TO BE DONE: Rewrite the entries below with "safety dashboard" changed to "inventory dashboard" wherever it occurs, leaving all other wording unchanged.

SUPPLIED DATA:
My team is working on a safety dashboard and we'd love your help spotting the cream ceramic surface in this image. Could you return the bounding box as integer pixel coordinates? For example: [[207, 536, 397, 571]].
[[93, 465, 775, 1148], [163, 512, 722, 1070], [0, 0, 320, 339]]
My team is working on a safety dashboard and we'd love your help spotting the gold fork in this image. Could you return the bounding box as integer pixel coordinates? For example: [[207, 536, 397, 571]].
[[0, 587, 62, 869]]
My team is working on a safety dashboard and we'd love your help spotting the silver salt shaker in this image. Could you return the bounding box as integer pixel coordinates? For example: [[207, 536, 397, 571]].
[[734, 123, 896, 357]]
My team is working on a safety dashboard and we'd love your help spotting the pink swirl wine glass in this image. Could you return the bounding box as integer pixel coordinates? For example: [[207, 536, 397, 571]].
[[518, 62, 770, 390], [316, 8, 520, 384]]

THE SOLUTION:
My team is working on a inventory dashboard and we'd love your help spotting the cream ceramic surface in this image. Could you return the bounding box as integer pixel coordinates? For example: [[207, 536, 397, 571]].
[[93, 465, 775, 1148], [163, 512, 722, 1070], [0, 0, 320, 339]]
My team is working on a inventory dashboard and we'd love your help spotting the gold fork in this image. Could you return the bounding box as integer pixel coordinates? For example: [[207, 536, 397, 571]].
[[0, 587, 62, 869]]
My team is working on a inventory dashboard and we'd love your help spotting the silver salt shaker in this image. Could you return the bounding box as integer pixel coordinates? For example: [[207, 536, 397, 571]].
[[734, 123, 896, 357]]
My team is working on a inventory dashboard and we'd love your help spotting the pink swirl wine glass in this image. Could you return the bounding box as integer pixel coordinates? For example: [[207, 536, 397, 571]].
[[518, 62, 770, 390], [316, 8, 520, 384]]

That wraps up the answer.